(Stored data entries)
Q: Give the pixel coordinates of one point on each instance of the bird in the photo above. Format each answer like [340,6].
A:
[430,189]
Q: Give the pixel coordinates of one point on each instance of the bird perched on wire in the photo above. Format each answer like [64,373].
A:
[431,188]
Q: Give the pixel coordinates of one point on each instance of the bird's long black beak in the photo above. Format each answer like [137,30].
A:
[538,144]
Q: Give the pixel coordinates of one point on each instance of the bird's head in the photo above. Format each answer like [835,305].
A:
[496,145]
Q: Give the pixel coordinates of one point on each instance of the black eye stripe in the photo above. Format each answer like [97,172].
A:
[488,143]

▶ [What you should do]:
Take every line above carrying "instance" and return it.

▶ [Your response]:
Q: Give the pixel coordinates of one point on each instance of the bird in the photo above. Format each answer like [340,6].
Q: Give the pixel coordinates of one point on each instance of the bird perched on wire in the photo above. Format each answer like [64,373].
Q: Give the pixel coordinates of one point on each instance of the bird's long black beak in the photo above. Format each answer like [137,30].
Q: Give the pixel coordinates of one point on each instance of the bird's head in the photo above. Format each answer like [835,305].
Q: Give the pixel coordinates of one point on each instance of the black eye stripe in the photo above. Format each answer like [97,172].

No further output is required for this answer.